--- Exercise text ---
BILL MOYERS: I have been a football fan all my life because I love the surprise of it. The hail Mary pass that's in the air, the beauty of the last-minute tackle. But the beauty and the surprise seem to be less compelling to me, given these reports on concussions. And given the suicides of several professional football players.
DAVE ZIRIN: Yeah, Junior Seau who played 20 years and was not diagnosed with a concussion once. Dave Duerson, who took his own life by shooting himself in the heart, just so his brain could be studied. And Junior Seau also took his own life by shooting himself in the heart. These are things that I think need to weigh heavily on the minds of football fans when they watch the game.
I mean, people like violent movies, they like violent video games they like violent sports. But I'll tell you something. Boxing is profoundly less popular now than it was in Muhammad Ali's day, and that's because people actually saw with their own eyes what people like Muhammad Ali went through after their careers. And I think the more people know about how players suffer after they leave the game, the more the sport is going to be in crisis.
--- Exercise data ---
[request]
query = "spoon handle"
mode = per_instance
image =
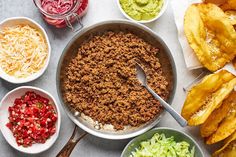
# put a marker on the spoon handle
(168, 108)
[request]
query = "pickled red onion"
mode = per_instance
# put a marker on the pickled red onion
(57, 6)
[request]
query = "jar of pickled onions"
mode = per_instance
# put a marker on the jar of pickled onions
(62, 13)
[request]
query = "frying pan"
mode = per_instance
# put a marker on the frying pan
(70, 51)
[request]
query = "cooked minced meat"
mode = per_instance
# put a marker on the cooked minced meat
(101, 80)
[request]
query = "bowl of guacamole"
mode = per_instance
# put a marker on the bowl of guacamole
(142, 11)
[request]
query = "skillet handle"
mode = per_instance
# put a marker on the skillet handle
(70, 145)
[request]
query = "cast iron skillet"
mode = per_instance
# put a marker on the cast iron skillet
(70, 51)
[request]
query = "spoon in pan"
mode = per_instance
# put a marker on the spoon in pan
(141, 76)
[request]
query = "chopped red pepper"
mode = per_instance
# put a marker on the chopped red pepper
(32, 119)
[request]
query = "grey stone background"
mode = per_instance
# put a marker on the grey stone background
(99, 10)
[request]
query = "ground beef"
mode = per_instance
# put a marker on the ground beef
(101, 80)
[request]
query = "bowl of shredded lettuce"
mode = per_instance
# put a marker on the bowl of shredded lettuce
(162, 142)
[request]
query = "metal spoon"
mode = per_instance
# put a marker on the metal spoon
(141, 76)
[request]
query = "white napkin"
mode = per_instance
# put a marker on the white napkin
(179, 8)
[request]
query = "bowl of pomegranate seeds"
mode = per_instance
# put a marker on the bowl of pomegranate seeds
(30, 119)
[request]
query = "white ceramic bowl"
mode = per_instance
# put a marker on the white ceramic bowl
(7, 101)
(163, 9)
(25, 21)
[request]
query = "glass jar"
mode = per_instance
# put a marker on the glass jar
(62, 13)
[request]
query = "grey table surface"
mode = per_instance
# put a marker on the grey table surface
(99, 10)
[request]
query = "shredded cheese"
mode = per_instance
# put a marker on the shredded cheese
(23, 51)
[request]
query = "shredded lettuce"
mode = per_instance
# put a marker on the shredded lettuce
(161, 146)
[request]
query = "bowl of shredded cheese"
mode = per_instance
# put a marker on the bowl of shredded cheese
(24, 50)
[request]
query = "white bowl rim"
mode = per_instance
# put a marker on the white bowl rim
(36, 75)
(163, 9)
(163, 128)
(58, 119)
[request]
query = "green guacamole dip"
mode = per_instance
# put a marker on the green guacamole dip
(142, 10)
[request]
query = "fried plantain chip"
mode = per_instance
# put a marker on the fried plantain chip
(199, 94)
(231, 16)
(216, 117)
(214, 100)
(228, 124)
(229, 148)
(210, 34)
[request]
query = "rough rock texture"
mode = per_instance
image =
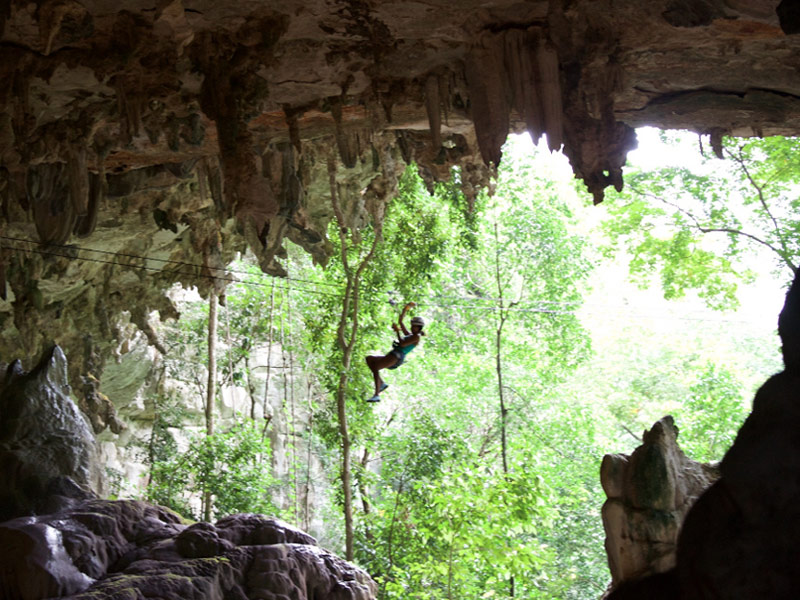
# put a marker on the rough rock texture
(47, 452)
(125, 549)
(739, 540)
(649, 494)
(144, 144)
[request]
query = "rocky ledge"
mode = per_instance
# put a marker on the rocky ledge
(101, 549)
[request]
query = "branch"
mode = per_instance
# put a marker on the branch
(740, 160)
(782, 254)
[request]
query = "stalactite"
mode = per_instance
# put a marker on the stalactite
(344, 141)
(552, 101)
(520, 49)
(488, 95)
(213, 175)
(78, 180)
(433, 108)
(129, 109)
(86, 224)
(53, 213)
(291, 115)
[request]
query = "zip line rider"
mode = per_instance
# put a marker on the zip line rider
(400, 349)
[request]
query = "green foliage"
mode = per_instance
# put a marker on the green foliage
(712, 414)
(697, 227)
(233, 465)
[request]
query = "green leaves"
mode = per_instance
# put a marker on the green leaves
(695, 228)
(232, 465)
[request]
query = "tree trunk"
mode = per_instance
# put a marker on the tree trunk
(503, 312)
(346, 339)
(211, 387)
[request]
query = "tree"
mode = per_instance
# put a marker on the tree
(697, 226)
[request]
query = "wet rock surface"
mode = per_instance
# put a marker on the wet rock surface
(739, 540)
(126, 549)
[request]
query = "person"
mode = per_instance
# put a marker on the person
(400, 349)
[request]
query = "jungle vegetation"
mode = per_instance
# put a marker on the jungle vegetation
(476, 476)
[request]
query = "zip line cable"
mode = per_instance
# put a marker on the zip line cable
(470, 303)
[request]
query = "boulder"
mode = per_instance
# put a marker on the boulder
(104, 550)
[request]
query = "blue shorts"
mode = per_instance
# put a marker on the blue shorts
(400, 358)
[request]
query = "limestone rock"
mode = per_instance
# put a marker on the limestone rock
(112, 549)
(145, 145)
(739, 540)
(649, 494)
(47, 452)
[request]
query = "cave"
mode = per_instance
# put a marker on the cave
(190, 131)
---
*Problem to work on*
Continue the interview about football and concussions, starting after its last sentence.

*Reply*
BILL MOYERS: Dave Zirin, thank you very much for being with me.
DAVE ZIRIN: My privilege, thank you.
BILL MOYERS: When Thomas Jefferson wrote that all men are created equal, his Monticello farm team was obviously not what he had in mind. They were chattel, possessions toiling in his fields. So it’s not lightly that Dave Zirin and other observers invoke the plantation mentality to describe college football today – or the National Football League.
Tom Van Riper, who covers sports for Forbes magazine, points out that of the 31 owners of NFL teams, seventeen – more than half – are billionaires. Many boast of being self-made in the image of Horatio Alger, and are now ensconced in luxury skyboxes far above the proletarians whose own dreams of glory ride vicariously on the grunts and groans of bulky but agile gladiators only one play away from a career’s end. A collision with the laws of physics. Football, like politics, ain’t beanbag.
The fortunes of players can vanish in a single blow, while high in their plush digs, owners reap continuing gains from TV and advertising and the tax breaks and subsidies showered on them by compliant politicians. Big-time sports now mirrors the vast inequality that has come to define America in this century.
Soon after the taping of my interview with Dave Zirin, the NFL settled a class-action suit brought by more than four thousand retired players and their families seeking damages from injuries linked to concussions.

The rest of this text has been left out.